> INSTRUCTIONS TO FOLLOW: According to the About text, where is Trinity most often found?

── TEXT EXCERPT ──

About

At least I'm not a liar
At least I'm not a cheat
At least I don't care what these mindless people think of me
10 bucks says you don't have it in you
To conquer fear and quit believing what they tell you to

quick and simple:

name: Trinity
location: Moonlight Island
favorite things: My Bonryu My Snake Friends
six qualities: morbid, Horrid, sarcastic, Closed-minded, scary, Vain,
most often found: Walking on the beach at night
favorite possesion: Soul
dislikes: bad spelling, bad grammar, sunlight, sweat, hicks, cockiness
status: Taken, keeping it that way
religion: Christian


i'm nice to the people who deserve my kindness.
treat me like you want me to treat you.
treat me bad, i treat you worse.

───
── MATERIAL ──

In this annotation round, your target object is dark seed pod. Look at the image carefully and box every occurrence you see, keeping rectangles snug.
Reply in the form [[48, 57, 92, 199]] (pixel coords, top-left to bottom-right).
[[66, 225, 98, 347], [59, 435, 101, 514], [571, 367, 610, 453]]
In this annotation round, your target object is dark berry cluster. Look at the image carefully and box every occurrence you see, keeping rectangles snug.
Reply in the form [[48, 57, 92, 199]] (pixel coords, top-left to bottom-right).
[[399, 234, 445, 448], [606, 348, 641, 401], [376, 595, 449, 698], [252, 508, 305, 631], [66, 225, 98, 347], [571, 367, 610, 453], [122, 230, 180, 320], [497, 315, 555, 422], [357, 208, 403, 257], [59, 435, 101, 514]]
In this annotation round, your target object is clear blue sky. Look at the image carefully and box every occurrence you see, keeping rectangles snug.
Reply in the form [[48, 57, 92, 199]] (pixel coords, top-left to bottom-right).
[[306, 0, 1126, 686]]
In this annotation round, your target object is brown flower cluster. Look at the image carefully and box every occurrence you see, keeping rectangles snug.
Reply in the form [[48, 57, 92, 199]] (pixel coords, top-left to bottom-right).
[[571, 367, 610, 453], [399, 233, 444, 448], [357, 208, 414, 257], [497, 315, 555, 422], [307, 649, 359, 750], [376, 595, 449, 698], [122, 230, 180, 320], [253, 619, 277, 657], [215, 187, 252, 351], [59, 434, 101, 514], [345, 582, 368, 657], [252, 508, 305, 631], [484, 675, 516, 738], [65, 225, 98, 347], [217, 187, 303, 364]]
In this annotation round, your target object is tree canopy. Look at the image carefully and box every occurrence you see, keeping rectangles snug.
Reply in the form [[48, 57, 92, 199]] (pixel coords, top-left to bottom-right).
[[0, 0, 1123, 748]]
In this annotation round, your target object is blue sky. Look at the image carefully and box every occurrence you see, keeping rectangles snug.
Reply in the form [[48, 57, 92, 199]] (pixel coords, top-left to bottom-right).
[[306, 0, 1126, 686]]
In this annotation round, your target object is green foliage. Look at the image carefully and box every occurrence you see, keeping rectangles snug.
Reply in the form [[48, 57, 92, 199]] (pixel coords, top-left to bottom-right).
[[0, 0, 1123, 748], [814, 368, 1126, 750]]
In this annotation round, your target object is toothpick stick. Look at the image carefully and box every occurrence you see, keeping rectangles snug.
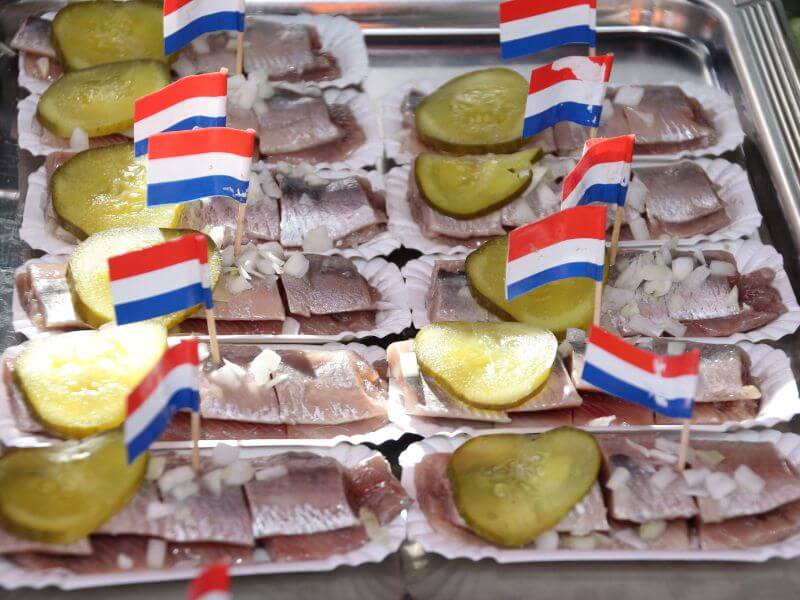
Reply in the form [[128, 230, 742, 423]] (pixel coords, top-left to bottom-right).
[[608, 205, 622, 265], [678, 419, 692, 471]]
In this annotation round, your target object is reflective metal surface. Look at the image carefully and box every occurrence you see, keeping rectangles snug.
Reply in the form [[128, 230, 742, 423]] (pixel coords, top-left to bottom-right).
[[0, 0, 800, 600]]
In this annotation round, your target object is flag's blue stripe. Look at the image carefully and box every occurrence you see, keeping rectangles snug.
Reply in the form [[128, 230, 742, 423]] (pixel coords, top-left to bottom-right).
[[127, 388, 200, 464], [581, 362, 692, 419], [578, 183, 628, 206], [134, 116, 226, 156], [500, 25, 597, 58], [147, 175, 249, 206], [506, 262, 603, 300], [522, 102, 602, 137], [164, 11, 244, 54], [114, 282, 207, 325]]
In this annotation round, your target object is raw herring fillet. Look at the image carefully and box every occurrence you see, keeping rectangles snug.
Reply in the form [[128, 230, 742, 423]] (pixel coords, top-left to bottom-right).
[[425, 260, 500, 323], [200, 344, 282, 423], [697, 502, 800, 550], [597, 435, 697, 523], [691, 440, 800, 523], [278, 175, 386, 248], [281, 254, 377, 317], [244, 453, 360, 538], [272, 350, 386, 425]]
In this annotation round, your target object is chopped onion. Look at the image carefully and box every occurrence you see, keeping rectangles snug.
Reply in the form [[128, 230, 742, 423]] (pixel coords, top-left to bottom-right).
[[650, 467, 678, 491], [606, 467, 631, 491], [533, 529, 558, 550], [145, 538, 167, 569], [255, 465, 289, 481], [283, 252, 309, 279], [145, 456, 167, 481], [706, 473, 736, 500], [683, 265, 711, 290], [614, 85, 644, 106], [158, 465, 194, 494], [211, 442, 239, 467], [222, 460, 253, 485], [303, 225, 333, 252], [281, 317, 300, 335], [69, 127, 89, 152], [733, 465, 766, 494], [708, 260, 736, 277]]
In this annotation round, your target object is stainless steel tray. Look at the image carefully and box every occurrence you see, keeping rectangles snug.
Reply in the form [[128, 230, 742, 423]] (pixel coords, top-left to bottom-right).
[[0, 0, 800, 600]]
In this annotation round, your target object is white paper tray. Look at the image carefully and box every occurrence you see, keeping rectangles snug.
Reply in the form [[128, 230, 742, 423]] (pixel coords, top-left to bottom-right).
[[0, 444, 406, 590], [400, 431, 800, 563]]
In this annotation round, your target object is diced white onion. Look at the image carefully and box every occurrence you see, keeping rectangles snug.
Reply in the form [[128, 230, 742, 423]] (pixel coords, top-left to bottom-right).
[[733, 465, 766, 494], [706, 473, 737, 500], [606, 467, 631, 490]]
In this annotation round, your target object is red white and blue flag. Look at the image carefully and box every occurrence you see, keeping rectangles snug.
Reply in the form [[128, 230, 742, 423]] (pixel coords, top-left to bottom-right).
[[108, 234, 214, 325], [581, 326, 700, 419], [500, 0, 597, 58], [133, 69, 228, 156], [522, 54, 614, 137], [505, 206, 606, 300], [164, 0, 245, 54], [186, 563, 231, 600], [147, 127, 255, 206], [124, 339, 200, 463], [561, 135, 635, 208]]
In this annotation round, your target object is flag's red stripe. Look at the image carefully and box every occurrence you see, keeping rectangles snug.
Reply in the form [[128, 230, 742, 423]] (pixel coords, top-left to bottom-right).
[[133, 73, 228, 121], [147, 127, 256, 160], [188, 563, 231, 600], [563, 135, 636, 198], [508, 205, 606, 261], [528, 55, 614, 94], [589, 326, 700, 377], [108, 235, 208, 281], [500, 0, 597, 24], [126, 338, 200, 415]]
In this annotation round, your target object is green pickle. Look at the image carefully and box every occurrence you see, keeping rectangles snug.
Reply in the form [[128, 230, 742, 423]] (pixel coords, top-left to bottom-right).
[[414, 68, 528, 154], [414, 148, 541, 219], [448, 427, 602, 548], [14, 323, 167, 438], [36, 60, 170, 138], [52, 0, 168, 71], [0, 429, 147, 544], [414, 321, 558, 410], [67, 227, 222, 329], [466, 236, 595, 337], [50, 144, 183, 239]]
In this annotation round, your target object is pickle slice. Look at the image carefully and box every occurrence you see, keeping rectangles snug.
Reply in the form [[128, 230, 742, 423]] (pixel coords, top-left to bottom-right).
[[414, 148, 541, 219], [448, 427, 601, 547], [414, 68, 528, 154], [0, 429, 147, 544], [67, 227, 222, 329], [36, 60, 170, 138], [14, 323, 167, 438], [414, 321, 558, 410], [52, 0, 167, 71], [466, 236, 595, 337], [50, 144, 183, 239]]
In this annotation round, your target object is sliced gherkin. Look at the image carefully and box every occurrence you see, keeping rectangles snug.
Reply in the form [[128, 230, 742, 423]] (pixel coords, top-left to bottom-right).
[[448, 427, 601, 547]]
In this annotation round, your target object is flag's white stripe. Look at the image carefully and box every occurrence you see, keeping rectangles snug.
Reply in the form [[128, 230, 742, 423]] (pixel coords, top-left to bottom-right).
[[147, 152, 251, 184], [111, 259, 202, 304], [125, 363, 199, 443], [564, 161, 631, 208], [506, 238, 606, 285], [133, 96, 226, 140], [585, 344, 697, 400], [525, 79, 605, 117], [164, 0, 244, 37], [500, 4, 595, 42]]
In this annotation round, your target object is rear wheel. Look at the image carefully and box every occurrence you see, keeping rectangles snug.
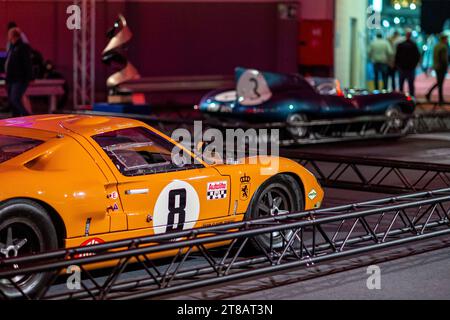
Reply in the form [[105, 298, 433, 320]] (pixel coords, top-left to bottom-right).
[[0, 200, 58, 299], [385, 106, 406, 133], [246, 175, 304, 251]]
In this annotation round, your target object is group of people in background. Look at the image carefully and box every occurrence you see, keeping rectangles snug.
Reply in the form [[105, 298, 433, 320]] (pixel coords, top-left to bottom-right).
[[368, 30, 448, 105]]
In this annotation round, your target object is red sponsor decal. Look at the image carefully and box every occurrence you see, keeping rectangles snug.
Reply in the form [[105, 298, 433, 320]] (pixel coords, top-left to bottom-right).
[[208, 182, 227, 191], [74, 238, 105, 258]]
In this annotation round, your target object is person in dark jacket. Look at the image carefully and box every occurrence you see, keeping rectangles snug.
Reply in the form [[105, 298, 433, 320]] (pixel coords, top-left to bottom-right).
[[5, 28, 32, 117], [395, 31, 420, 96], [426, 34, 448, 105]]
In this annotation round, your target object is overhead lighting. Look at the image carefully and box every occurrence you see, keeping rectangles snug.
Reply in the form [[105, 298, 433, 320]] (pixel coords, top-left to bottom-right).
[[372, 0, 383, 12]]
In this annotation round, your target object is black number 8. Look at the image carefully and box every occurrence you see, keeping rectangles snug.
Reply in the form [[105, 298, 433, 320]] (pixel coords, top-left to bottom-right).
[[166, 189, 186, 232]]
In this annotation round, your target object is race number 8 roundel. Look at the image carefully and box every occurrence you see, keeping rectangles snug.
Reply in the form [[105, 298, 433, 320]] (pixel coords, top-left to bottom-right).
[[153, 180, 200, 234]]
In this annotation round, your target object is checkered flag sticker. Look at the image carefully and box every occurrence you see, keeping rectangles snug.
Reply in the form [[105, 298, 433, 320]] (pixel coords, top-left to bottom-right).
[[206, 181, 228, 200]]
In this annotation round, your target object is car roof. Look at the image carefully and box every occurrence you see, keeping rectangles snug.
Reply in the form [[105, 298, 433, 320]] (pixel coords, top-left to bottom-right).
[[0, 114, 149, 136]]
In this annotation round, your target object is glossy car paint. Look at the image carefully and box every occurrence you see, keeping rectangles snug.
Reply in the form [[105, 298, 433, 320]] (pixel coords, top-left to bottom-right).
[[0, 115, 324, 255], [199, 68, 415, 122]]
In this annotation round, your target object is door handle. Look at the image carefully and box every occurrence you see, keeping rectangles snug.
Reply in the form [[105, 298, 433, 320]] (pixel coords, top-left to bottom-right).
[[125, 189, 149, 195]]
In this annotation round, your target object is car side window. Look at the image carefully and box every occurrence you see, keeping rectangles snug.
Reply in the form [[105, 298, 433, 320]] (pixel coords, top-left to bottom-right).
[[92, 127, 203, 176]]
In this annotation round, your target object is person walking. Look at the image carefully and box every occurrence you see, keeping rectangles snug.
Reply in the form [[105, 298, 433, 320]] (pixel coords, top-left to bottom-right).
[[5, 28, 32, 117], [395, 31, 420, 96], [388, 31, 404, 91], [426, 34, 448, 105], [369, 33, 393, 90]]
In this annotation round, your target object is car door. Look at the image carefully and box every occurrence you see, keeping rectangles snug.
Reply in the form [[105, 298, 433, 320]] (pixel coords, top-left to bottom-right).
[[93, 127, 231, 233]]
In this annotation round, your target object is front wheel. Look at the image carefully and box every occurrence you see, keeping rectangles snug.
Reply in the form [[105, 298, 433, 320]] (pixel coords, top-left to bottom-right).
[[286, 113, 310, 139], [246, 175, 304, 251], [0, 200, 58, 299]]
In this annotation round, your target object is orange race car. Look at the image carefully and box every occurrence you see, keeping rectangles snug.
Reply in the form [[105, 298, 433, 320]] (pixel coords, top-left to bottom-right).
[[0, 115, 323, 294]]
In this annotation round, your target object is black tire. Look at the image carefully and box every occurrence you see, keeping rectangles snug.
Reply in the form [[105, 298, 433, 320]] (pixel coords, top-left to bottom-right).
[[286, 113, 310, 139], [385, 105, 407, 134], [246, 174, 304, 251], [0, 200, 58, 299]]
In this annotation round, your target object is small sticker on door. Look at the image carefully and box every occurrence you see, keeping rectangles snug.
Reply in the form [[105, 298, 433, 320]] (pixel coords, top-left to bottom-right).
[[207, 181, 228, 200], [308, 189, 317, 200]]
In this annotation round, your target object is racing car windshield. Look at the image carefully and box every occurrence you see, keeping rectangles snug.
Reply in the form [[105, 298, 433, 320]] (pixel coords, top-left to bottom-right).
[[93, 127, 201, 176], [0, 134, 44, 163]]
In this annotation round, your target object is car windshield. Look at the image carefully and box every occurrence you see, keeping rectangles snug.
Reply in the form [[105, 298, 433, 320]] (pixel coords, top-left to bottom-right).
[[0, 135, 44, 163], [93, 127, 202, 176]]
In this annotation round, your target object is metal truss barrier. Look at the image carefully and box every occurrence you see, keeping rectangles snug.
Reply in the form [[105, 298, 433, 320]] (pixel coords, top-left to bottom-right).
[[0, 189, 450, 299], [412, 111, 450, 133], [280, 149, 450, 194]]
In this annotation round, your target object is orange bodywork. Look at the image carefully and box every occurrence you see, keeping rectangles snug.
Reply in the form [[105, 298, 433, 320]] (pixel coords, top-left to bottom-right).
[[0, 115, 324, 254]]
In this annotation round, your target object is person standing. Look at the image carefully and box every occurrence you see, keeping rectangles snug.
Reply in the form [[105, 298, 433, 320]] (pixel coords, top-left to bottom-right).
[[6, 21, 30, 50], [5, 28, 32, 117], [395, 31, 420, 96], [426, 34, 448, 105], [388, 31, 403, 91], [369, 33, 393, 90]]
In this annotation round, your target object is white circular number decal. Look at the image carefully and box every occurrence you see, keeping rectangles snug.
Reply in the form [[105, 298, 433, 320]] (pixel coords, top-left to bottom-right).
[[237, 69, 272, 106], [153, 180, 200, 234], [214, 90, 237, 102]]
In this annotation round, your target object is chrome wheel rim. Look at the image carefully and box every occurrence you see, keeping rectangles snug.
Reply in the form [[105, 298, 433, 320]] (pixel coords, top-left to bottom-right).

───

> RESPONSE: Walking on the beach at night.